§ Material of labeled points:
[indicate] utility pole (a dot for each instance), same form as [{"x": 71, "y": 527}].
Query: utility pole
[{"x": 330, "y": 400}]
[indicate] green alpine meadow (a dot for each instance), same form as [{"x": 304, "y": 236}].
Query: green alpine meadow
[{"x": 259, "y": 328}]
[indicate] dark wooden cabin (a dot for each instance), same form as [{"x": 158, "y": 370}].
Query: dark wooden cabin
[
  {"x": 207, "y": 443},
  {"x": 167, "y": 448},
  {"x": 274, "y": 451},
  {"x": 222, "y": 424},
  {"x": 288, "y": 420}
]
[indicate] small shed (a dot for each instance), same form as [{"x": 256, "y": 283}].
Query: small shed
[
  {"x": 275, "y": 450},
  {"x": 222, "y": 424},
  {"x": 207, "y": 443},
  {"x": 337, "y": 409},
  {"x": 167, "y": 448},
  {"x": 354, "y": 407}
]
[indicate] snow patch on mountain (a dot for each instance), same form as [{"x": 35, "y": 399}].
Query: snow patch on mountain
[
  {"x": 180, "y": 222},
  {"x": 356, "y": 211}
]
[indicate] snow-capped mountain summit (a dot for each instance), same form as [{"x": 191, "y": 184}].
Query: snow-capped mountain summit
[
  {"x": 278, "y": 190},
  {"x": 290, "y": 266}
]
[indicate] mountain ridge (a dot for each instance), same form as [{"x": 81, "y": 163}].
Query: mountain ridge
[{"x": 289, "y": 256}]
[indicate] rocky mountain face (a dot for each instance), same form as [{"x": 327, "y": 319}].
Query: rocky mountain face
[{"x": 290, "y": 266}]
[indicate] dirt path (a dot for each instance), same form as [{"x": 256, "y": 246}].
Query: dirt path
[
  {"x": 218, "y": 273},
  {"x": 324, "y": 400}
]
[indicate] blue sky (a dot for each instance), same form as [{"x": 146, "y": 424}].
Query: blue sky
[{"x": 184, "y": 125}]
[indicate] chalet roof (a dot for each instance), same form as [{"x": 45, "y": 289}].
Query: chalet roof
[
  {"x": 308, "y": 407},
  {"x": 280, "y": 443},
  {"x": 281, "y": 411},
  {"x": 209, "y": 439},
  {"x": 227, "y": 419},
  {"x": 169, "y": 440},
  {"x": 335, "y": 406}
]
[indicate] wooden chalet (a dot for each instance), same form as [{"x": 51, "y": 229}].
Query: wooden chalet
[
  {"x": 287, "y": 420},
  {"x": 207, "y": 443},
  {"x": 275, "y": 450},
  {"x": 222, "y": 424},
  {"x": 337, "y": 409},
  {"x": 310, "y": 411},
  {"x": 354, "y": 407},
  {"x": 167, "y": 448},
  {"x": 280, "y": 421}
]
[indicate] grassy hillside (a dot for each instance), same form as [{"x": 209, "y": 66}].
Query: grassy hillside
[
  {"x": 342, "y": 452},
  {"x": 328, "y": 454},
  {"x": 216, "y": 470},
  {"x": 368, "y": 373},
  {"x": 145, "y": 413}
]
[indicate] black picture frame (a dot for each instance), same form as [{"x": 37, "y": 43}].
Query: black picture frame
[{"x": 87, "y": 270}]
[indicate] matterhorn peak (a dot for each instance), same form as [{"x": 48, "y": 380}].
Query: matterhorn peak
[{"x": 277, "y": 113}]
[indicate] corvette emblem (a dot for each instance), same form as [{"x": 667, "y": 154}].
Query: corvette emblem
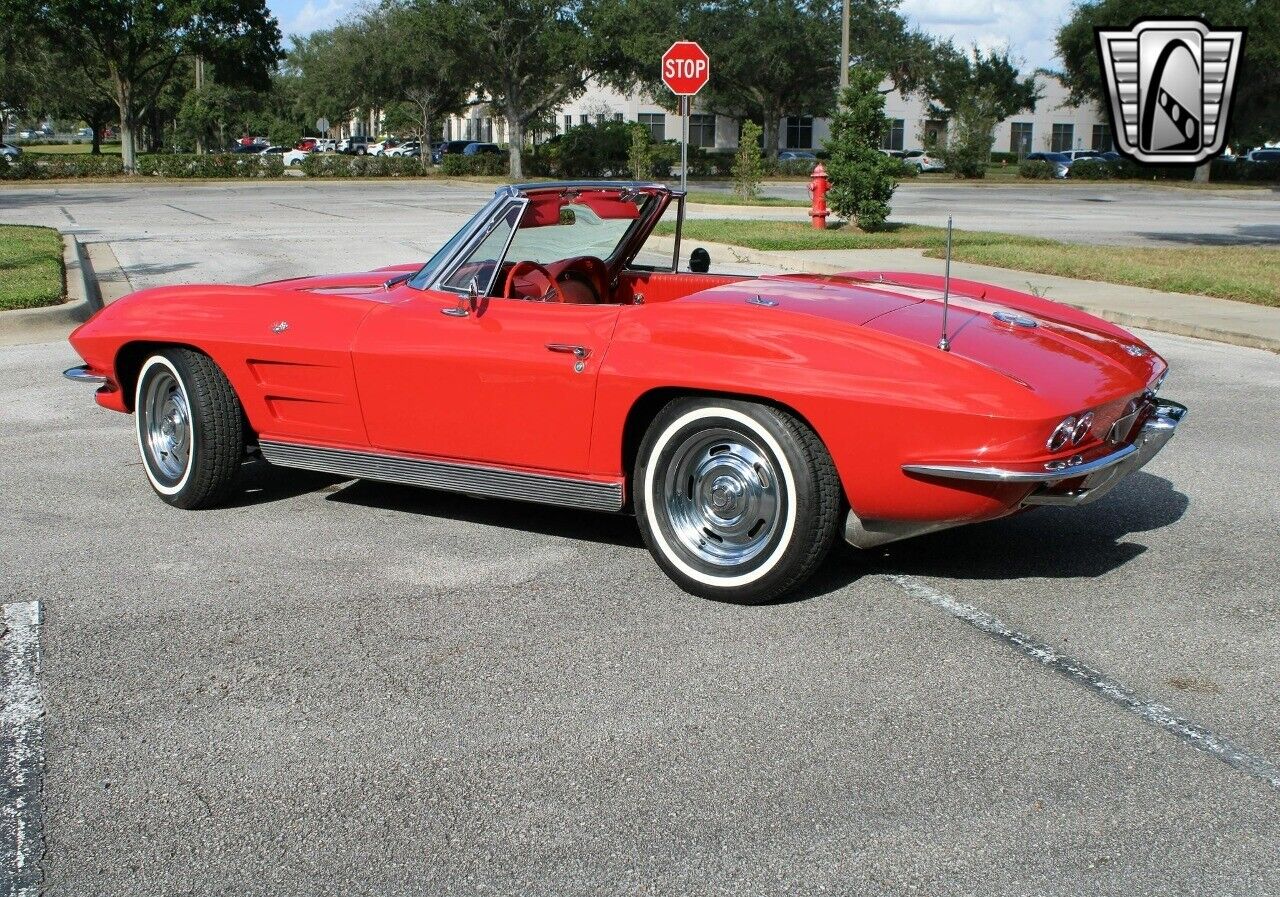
[{"x": 1170, "y": 85}]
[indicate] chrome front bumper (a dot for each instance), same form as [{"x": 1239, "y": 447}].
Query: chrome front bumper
[
  {"x": 82, "y": 374},
  {"x": 1080, "y": 483}
]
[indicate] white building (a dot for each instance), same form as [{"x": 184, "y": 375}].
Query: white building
[{"x": 1055, "y": 126}]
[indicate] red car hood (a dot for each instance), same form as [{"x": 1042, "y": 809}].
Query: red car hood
[{"x": 1050, "y": 348}]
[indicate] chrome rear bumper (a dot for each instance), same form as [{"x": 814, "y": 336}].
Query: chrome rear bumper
[{"x": 1096, "y": 477}]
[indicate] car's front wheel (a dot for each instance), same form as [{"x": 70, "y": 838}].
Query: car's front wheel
[
  {"x": 190, "y": 428},
  {"x": 736, "y": 500}
]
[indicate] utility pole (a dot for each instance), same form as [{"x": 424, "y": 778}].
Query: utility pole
[{"x": 844, "y": 46}]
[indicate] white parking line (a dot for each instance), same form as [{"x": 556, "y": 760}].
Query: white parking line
[
  {"x": 22, "y": 837},
  {"x": 1152, "y": 712}
]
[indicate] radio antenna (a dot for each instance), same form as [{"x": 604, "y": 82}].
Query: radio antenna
[{"x": 945, "y": 344}]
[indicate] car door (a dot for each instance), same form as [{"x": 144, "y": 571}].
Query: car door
[{"x": 507, "y": 383}]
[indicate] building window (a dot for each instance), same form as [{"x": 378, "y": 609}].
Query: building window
[
  {"x": 1020, "y": 138},
  {"x": 1102, "y": 138},
  {"x": 1064, "y": 137},
  {"x": 702, "y": 131},
  {"x": 935, "y": 133},
  {"x": 657, "y": 126},
  {"x": 799, "y": 132},
  {"x": 895, "y": 134}
]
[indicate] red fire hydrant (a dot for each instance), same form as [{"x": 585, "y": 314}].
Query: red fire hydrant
[{"x": 818, "y": 195}]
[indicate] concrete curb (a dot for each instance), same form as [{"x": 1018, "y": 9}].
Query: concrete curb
[
  {"x": 1179, "y": 328},
  {"x": 37, "y": 325}
]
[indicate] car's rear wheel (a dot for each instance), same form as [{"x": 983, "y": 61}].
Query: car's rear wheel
[
  {"x": 190, "y": 428},
  {"x": 736, "y": 500}
]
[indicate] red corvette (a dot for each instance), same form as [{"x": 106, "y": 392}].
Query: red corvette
[{"x": 745, "y": 421}]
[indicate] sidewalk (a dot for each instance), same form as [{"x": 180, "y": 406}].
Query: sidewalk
[{"x": 1206, "y": 317}]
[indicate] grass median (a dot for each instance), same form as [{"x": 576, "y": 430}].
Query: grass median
[
  {"x": 1242, "y": 273},
  {"x": 31, "y": 268}
]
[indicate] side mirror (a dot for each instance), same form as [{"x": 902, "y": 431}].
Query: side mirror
[{"x": 699, "y": 261}]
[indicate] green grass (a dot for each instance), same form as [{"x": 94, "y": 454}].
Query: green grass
[
  {"x": 31, "y": 268},
  {"x": 798, "y": 236},
  {"x": 714, "y": 198},
  {"x": 1242, "y": 273},
  {"x": 69, "y": 149}
]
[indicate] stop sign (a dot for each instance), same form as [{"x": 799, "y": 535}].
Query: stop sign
[{"x": 685, "y": 68}]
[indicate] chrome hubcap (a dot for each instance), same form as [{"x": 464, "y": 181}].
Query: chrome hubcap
[
  {"x": 167, "y": 421},
  {"x": 723, "y": 498}
]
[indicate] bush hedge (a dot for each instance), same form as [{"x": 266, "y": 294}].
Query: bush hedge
[
  {"x": 455, "y": 165},
  {"x": 329, "y": 165},
  {"x": 1037, "y": 169}
]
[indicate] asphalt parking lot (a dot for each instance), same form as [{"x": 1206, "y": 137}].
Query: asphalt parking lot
[{"x": 346, "y": 687}]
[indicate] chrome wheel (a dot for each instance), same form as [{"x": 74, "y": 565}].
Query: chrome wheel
[
  {"x": 167, "y": 426},
  {"x": 723, "y": 498}
]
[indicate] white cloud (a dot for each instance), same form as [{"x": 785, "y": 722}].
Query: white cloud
[
  {"x": 1024, "y": 27},
  {"x": 312, "y": 15}
]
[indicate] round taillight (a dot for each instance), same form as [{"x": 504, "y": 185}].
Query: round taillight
[
  {"x": 1061, "y": 435},
  {"x": 1082, "y": 428}
]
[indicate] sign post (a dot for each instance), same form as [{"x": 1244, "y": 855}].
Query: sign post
[{"x": 685, "y": 69}]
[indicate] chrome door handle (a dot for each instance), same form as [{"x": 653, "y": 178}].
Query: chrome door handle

§ Exercise: Starting with the line containing "[indicate] chrome door" and going on through the end of the material, write those lines again with "chrome door handle" swapped for "metal door handle" and everything else left unchanged.

§ Problem solution:
[indicate] metal door handle (a dot for each instance), same form as [{"x": 653, "y": 178}].
Query: metal door handle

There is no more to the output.